> Acciones requeridas:
A) Transcribe del texto sobre Rafael Cadenas la parte que empieza con las palabras que contienen "En el primero" y termina con "una contundencia apabullante.".
B) Indica si cada afirmación concuerda con el texto sobre Rafael Cadenas, respondiendo sí o no y citando literalmente las palabras del texto que lo deciden: (i) el ensayo En torno al lenguaje se publicó en 1988; (ii) el texto presenta a Cadenas como el poeta más relevante de toda Iberoamérica; (iii) el autor del texto considera extensos los dos ensayos que menciona.

> Fragmento del documento:
□ □ □ □

ESCRIBIR EN REVOLUCIÓN

No cabe duda de que Rafael Cadenas (1930 - ) es hoy por hoy el más grande poeta venezolano vivo y uno de los más relevantes de Iberoamérica. Los premios y reconocimientos que ha recibido a lo largo de su dilata carrera así lo confirman. Sin dejar de reconocer lo anterior, considero que dos ensayos breves suyos (En torno al lenguaje y Apuntes sobre san Juan de la Cruz y la mística), pese a su sencillez y cortedad, alcanzan la condición de obras geniales y de una gran sabiduría.


En el primero de estos trabajos, publicado en 1988, leemos: “Si la educación está en baja; si la corrupción se instala en el Estado y la sociedad sin que estos reaccionen vigorosamente; si dirigentes del país se dedican a robarlo; si la justicia es burlada con facilidad por los poderosos; si nuestras pocas tradiciones desaparecen arrasadas por un desarrollo unidimensional, el único que conocemos; si en el ambiente físico campea la fealdad, el descuido, la dejadez, el abandono, la polución; si la tecnología impone su dominio acosando o desplazando la formación humanística; si los medios de comunicación están más al servicio de intereses parciales que de la comunidad, y en general la atmósfera del país es de descomposición, ¿va el lenguaje a permanecer indemne?”. Escrito hace ya veintisiete años, el párrafo anterior es hoy, más que nunca, de una contundencia apabullante.

□ □ □ □

> Información proporcionada:
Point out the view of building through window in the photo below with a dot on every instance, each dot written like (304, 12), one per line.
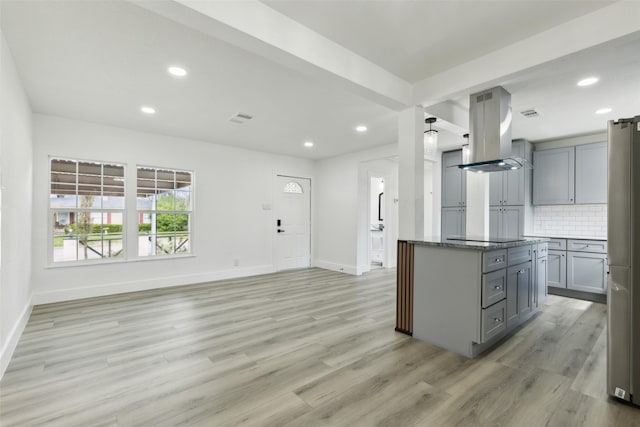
(87, 203)
(164, 211)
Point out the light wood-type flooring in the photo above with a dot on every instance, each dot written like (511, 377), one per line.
(302, 348)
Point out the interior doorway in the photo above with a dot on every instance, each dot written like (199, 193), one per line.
(377, 215)
(293, 222)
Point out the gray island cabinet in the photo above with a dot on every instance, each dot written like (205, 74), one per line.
(466, 296)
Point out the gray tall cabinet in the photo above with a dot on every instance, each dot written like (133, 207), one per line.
(509, 196)
(454, 195)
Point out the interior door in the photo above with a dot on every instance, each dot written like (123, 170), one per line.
(293, 222)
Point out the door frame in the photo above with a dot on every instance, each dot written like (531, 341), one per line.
(385, 251)
(272, 224)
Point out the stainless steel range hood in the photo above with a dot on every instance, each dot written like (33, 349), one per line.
(490, 133)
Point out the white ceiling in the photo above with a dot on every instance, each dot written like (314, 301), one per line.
(568, 110)
(100, 61)
(416, 39)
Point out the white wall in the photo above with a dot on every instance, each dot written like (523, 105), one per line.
(341, 242)
(231, 187)
(388, 170)
(16, 187)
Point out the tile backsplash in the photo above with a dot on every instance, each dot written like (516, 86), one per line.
(571, 220)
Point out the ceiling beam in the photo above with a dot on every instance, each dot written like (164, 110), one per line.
(255, 27)
(603, 25)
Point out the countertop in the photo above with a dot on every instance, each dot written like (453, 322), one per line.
(561, 236)
(478, 246)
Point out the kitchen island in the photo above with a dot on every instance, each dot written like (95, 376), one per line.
(466, 295)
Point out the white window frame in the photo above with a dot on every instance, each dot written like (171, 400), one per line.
(51, 211)
(153, 212)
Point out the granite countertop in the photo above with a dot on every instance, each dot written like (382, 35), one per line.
(564, 236)
(476, 245)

□ □ □ □

> En respuesta:
A)
En el primero de estos trabajos, publicado en 1988, leemos: “Si la educación está en baja; si la corrupción se instala en el Estado y la sociedad sin que estos reaccionen vigorosamente; si dirigentes del país se dedican a robarlo; si la justicia es burlada con facilidad por los poderosos; si nuestras pocas tradiciones desaparecen arrasadas por un desarrollo unidimensional, el único que conocemos; si en el ambiente físico campea la fealdad, el descuido, la dejadez, el abandono, la polución; si la tecnología impone su dominio acosando o desplazando la formación humanística; si los medios de comunicación están más al servicio de intereses parciales que de la comunidad, y en general la atmósfera del país es de descomposición, ¿va el lenguaje a permanecer indemne?”. Escrito hace ya veintisiete años, el párrafo anterior es hoy, más que nunca, de una contundencia apabullante.

B)
(i) Sí: "En el primero de estos trabajos, publicado en 1988".
(ii) No: "uno de los más relevantes de Iberoamérica".
(iii) No: "pese a su sencillez y cortedad".